───── PROVIDED MATERIAL ─────
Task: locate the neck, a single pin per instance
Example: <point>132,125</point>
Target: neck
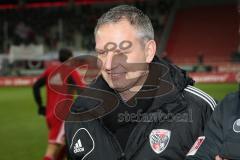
<point>129,93</point>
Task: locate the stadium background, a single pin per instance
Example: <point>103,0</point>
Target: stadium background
<point>200,36</point>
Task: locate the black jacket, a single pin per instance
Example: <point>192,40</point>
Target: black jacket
<point>167,130</point>
<point>222,134</point>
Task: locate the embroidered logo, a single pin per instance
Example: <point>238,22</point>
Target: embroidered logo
<point>159,139</point>
<point>236,126</point>
<point>78,147</point>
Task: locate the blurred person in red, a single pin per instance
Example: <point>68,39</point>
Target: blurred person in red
<point>56,136</point>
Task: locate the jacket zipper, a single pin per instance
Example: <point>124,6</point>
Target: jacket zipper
<point>122,154</point>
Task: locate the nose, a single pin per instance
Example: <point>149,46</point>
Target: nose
<point>109,62</point>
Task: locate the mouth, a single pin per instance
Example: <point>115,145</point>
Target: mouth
<point>116,75</point>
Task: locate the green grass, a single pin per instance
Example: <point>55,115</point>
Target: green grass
<point>23,134</point>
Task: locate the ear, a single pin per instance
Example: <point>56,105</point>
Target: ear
<point>150,50</point>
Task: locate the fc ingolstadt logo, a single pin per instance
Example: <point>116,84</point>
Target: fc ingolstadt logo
<point>159,139</point>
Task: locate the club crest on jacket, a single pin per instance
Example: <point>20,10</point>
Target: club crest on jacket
<point>159,139</point>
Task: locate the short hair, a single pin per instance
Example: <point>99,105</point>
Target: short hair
<point>64,54</point>
<point>134,15</point>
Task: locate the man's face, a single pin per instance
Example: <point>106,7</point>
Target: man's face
<point>122,55</point>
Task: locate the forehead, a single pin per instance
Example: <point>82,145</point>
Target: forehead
<point>116,33</point>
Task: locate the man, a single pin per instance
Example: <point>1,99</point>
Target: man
<point>221,140</point>
<point>56,141</point>
<point>156,113</point>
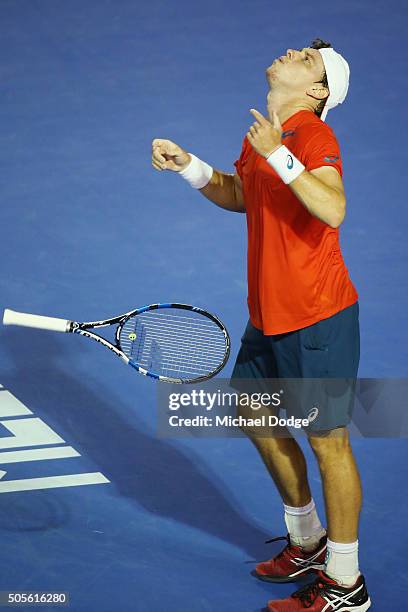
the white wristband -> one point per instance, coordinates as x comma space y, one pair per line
197, 173
285, 164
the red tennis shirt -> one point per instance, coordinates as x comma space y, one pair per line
296, 272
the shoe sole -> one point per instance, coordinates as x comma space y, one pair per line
361, 608
283, 579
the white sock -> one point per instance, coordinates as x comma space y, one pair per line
342, 562
304, 526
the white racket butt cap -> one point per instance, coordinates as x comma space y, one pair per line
11, 317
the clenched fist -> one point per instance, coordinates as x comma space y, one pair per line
167, 155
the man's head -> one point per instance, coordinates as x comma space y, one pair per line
301, 77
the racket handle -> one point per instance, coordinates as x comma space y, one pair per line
12, 317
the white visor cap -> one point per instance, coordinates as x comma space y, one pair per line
338, 75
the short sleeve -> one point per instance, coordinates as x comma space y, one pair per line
322, 149
238, 162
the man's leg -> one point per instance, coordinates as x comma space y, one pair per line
343, 497
341, 484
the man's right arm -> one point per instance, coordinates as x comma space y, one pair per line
223, 189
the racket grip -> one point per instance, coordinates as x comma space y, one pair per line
12, 317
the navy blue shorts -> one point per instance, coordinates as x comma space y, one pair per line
311, 357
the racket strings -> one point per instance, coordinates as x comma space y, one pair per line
170, 344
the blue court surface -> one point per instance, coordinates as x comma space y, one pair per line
93, 502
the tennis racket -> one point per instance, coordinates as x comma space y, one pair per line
174, 343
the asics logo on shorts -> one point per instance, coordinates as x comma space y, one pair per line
313, 414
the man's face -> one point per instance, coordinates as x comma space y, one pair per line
297, 70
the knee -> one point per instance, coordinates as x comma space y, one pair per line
330, 446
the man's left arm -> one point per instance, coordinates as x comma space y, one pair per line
321, 191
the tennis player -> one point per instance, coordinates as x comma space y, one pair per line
303, 309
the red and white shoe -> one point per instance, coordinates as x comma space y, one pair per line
325, 595
292, 563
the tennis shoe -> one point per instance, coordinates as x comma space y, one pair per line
292, 563
325, 595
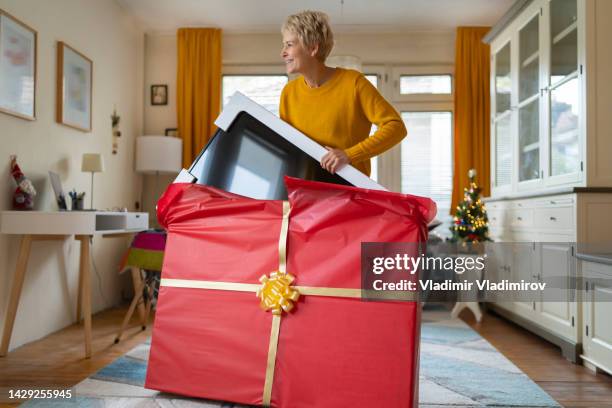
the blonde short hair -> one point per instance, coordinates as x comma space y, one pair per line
311, 27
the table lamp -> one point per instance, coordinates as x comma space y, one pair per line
158, 155
92, 163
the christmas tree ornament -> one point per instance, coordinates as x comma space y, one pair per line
471, 223
23, 197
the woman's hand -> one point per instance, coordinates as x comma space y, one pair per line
334, 159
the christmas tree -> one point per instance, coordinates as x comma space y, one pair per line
470, 221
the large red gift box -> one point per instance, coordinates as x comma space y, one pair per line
332, 351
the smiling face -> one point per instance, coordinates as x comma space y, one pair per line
298, 59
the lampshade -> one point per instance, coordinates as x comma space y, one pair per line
92, 162
158, 154
345, 61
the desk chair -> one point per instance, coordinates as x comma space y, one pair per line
144, 258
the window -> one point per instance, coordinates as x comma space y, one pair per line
263, 89
426, 157
425, 84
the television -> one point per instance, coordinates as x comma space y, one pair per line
250, 159
252, 150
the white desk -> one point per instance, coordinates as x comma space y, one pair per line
56, 225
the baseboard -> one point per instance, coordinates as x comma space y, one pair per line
569, 348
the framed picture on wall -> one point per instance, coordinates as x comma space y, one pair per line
159, 94
17, 67
74, 88
171, 132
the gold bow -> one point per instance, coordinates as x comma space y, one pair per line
276, 293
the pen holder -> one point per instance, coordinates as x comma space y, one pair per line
77, 204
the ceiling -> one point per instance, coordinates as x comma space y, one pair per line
362, 16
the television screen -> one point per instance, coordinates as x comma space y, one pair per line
250, 159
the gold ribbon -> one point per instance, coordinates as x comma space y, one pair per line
275, 293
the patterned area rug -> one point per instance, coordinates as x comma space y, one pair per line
458, 369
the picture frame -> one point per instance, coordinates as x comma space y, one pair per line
74, 88
173, 132
159, 95
18, 65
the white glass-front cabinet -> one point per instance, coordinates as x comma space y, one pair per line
536, 100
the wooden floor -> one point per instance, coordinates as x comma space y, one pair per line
569, 384
57, 360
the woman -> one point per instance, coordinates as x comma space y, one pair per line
336, 107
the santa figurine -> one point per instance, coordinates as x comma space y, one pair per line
23, 197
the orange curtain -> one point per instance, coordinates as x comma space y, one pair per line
472, 106
198, 96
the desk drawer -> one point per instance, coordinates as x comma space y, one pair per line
561, 218
137, 221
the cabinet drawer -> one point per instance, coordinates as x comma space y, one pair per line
496, 218
137, 221
521, 218
561, 218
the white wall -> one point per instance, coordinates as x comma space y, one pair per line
106, 34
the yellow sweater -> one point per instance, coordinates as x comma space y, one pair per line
340, 114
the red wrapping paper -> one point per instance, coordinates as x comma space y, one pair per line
332, 352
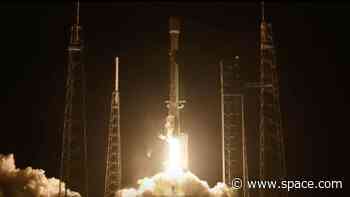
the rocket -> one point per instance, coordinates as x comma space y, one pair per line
174, 104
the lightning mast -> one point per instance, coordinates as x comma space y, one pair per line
272, 165
113, 177
73, 164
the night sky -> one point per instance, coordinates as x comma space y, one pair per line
312, 41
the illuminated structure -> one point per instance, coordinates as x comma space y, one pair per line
73, 164
173, 122
113, 177
234, 153
272, 165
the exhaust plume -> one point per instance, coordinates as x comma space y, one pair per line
166, 185
27, 182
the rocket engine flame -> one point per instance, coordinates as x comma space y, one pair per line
174, 166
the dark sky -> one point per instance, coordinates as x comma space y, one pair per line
312, 42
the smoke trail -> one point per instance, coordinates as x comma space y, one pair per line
187, 184
27, 182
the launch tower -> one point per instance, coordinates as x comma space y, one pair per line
73, 164
113, 177
234, 153
272, 165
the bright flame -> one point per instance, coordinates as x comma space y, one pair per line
174, 166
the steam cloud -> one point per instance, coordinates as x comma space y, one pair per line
29, 182
187, 184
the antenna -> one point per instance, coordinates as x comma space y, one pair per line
78, 9
262, 11
117, 73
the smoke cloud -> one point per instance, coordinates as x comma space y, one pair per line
186, 184
27, 182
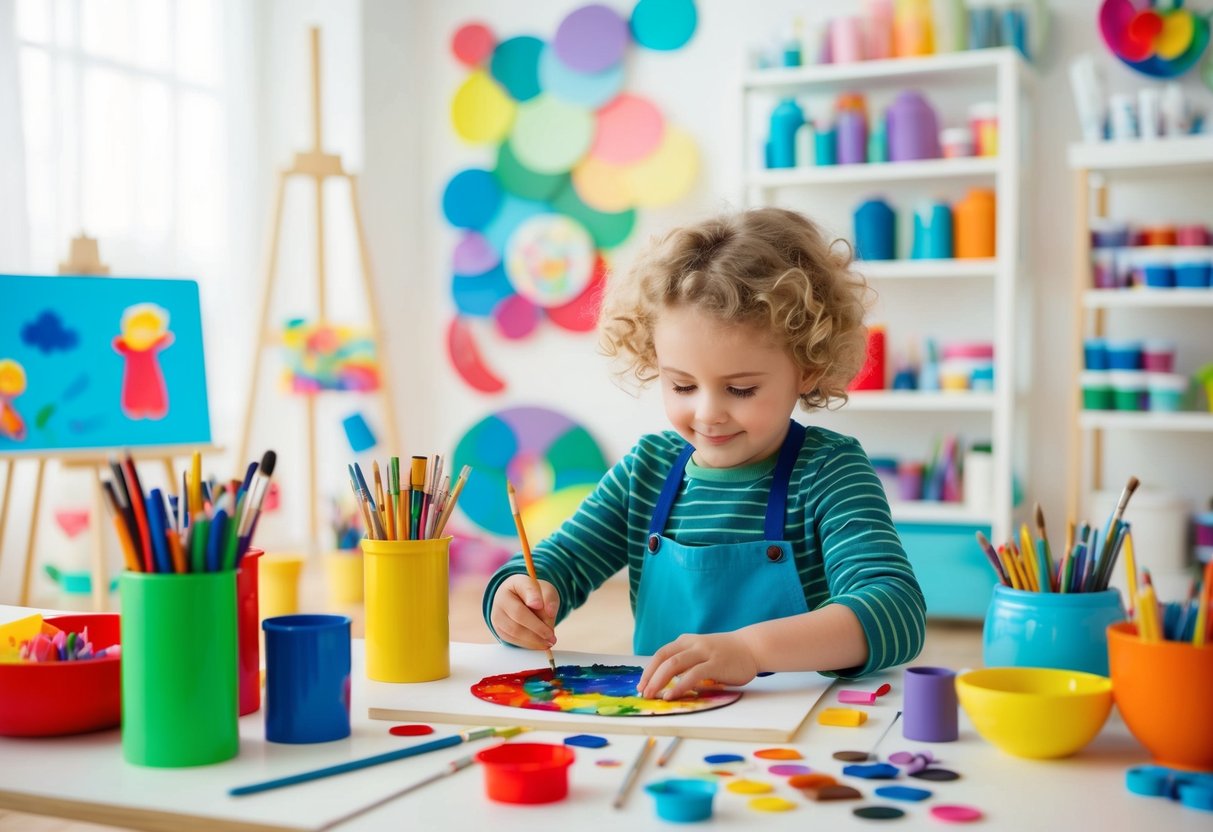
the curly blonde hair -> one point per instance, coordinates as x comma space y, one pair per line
766, 267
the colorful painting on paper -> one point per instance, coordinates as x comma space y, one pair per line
329, 357
100, 363
604, 690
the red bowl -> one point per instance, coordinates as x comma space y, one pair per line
51, 699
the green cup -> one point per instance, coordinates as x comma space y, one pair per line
180, 689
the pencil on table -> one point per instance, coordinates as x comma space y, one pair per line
527, 557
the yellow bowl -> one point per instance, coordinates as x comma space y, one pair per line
1035, 712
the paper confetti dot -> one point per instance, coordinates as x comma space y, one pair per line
750, 787
410, 730
586, 741
770, 804
789, 769
956, 814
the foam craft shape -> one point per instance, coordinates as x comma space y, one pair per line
602, 186
668, 174
472, 198
550, 135
550, 260
516, 317
590, 90
514, 64
522, 181
465, 357
628, 130
480, 110
473, 255
664, 24
591, 39
472, 44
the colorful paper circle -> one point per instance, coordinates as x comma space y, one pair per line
630, 127
522, 181
664, 24
480, 109
471, 199
550, 260
514, 64
540, 450
550, 135
473, 255
591, 39
590, 90
667, 174
473, 44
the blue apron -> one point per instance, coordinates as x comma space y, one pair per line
724, 586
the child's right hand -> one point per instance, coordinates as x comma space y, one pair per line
523, 616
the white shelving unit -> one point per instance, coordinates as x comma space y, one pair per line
1000, 75
1099, 167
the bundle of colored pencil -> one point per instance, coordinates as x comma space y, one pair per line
206, 529
414, 508
1086, 565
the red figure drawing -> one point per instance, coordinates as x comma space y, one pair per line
144, 334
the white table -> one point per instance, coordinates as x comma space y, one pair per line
85, 778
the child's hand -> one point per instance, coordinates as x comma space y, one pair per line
690, 660
522, 616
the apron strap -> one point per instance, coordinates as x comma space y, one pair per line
776, 505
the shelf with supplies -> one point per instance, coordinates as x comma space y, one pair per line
962, 290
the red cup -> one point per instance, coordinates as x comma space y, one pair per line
248, 632
527, 771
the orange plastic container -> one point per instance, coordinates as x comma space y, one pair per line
973, 224
527, 771
51, 699
1163, 691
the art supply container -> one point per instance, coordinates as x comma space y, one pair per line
1061, 630
307, 678
527, 771
1166, 391
278, 583
1097, 391
876, 231
683, 801
1162, 690
408, 626
180, 690
343, 571
248, 632
929, 711
973, 224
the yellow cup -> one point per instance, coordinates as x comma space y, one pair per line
408, 625
343, 569
278, 583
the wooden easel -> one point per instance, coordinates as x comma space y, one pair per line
318, 165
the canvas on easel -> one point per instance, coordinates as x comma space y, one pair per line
318, 166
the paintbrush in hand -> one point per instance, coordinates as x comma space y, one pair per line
527, 557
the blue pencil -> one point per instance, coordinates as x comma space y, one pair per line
366, 762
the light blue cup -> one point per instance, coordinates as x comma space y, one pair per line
1049, 628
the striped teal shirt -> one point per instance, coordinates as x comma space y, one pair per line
846, 547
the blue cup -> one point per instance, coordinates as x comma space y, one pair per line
1049, 628
683, 801
307, 678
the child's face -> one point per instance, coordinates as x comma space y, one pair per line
728, 389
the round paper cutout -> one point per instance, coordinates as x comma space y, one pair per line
550, 260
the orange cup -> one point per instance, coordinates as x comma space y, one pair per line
1163, 690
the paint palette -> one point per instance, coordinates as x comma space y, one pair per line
604, 690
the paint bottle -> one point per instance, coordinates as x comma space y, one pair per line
876, 224
785, 119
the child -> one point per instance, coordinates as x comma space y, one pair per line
752, 543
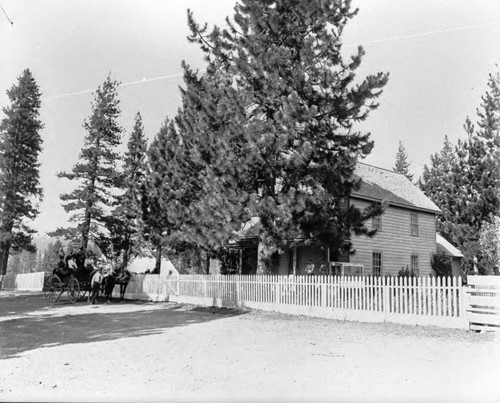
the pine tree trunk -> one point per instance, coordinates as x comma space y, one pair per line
4, 256
158, 261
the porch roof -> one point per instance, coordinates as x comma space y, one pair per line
445, 248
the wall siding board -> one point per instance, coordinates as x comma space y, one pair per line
395, 241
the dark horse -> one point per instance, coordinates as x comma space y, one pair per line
119, 277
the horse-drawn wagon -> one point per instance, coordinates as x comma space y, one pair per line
75, 284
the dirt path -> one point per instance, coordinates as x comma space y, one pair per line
138, 351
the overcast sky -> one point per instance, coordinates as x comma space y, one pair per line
438, 53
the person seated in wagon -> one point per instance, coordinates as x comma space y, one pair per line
62, 270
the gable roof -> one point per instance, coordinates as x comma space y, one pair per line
379, 184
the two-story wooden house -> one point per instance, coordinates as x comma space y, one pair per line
405, 238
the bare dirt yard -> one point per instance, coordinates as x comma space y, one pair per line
140, 351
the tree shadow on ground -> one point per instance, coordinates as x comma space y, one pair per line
52, 326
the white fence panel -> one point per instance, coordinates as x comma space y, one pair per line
420, 301
483, 305
23, 282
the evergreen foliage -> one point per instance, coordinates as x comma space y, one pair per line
438, 184
489, 240
402, 164
96, 174
20, 147
465, 182
125, 225
268, 130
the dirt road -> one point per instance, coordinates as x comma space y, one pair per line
137, 351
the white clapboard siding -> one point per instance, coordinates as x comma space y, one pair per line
423, 300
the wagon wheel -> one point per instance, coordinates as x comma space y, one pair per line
54, 288
46, 287
73, 289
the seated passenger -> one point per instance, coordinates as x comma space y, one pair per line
61, 269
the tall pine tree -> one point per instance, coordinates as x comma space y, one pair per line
96, 174
437, 183
297, 141
477, 176
464, 181
125, 225
402, 164
20, 147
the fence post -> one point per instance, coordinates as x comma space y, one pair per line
386, 290
323, 291
464, 304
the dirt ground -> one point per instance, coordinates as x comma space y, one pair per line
139, 351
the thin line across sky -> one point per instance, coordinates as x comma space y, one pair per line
394, 38
144, 80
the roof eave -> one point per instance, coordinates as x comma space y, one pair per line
396, 204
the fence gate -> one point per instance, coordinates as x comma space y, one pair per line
483, 306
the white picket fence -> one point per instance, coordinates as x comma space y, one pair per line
149, 287
22, 282
416, 301
483, 305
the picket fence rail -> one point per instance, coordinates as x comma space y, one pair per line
22, 282
415, 300
483, 307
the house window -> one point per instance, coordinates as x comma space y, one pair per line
377, 263
414, 224
414, 265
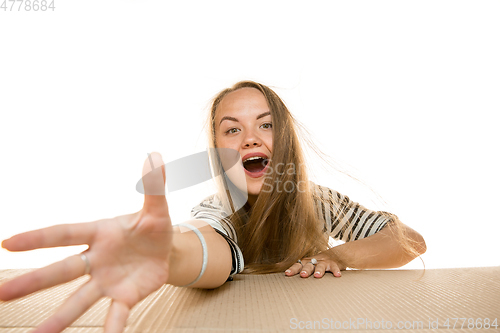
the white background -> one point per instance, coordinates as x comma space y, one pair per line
404, 95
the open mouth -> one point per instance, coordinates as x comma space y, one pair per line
255, 164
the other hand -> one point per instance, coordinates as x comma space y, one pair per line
326, 262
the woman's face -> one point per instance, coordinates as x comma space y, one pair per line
243, 123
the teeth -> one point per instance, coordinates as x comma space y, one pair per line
253, 158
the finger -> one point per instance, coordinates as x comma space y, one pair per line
58, 235
72, 308
153, 179
334, 268
116, 318
319, 270
43, 278
294, 269
307, 270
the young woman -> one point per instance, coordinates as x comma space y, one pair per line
283, 226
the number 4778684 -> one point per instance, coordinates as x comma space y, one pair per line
27, 5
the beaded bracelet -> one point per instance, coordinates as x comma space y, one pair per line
204, 250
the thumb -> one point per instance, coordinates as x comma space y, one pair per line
153, 179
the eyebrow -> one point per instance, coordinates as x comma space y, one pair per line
262, 115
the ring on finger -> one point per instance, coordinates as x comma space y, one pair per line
87, 263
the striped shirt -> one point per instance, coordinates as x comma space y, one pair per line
342, 218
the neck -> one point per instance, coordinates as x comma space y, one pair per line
251, 199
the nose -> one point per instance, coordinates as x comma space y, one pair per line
252, 140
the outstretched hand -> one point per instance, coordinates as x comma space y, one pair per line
128, 256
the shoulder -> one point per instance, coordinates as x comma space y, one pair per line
323, 193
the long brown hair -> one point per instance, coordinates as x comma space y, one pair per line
282, 225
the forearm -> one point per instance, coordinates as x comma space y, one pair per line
379, 251
186, 259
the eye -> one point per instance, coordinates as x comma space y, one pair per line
231, 130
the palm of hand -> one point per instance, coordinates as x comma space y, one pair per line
129, 257
130, 262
─────
- WHAT IS NEEDED -
Change "locate" to "mark" throughout the part of the records that runs from their start through the line containing "<point>200,36</point>", and write that part out again with nothing else altered. Omit the pictures from your answer.

- EXERCISE ANSWER -
Task: mark the neck, a single pin per instance
Example: <point>132,125</point>
Target: neck
<point>129,93</point>
Task: mark the stadium background, a single pin per instance
Example: <point>103,0</point>
Target: stadium background
<point>200,36</point>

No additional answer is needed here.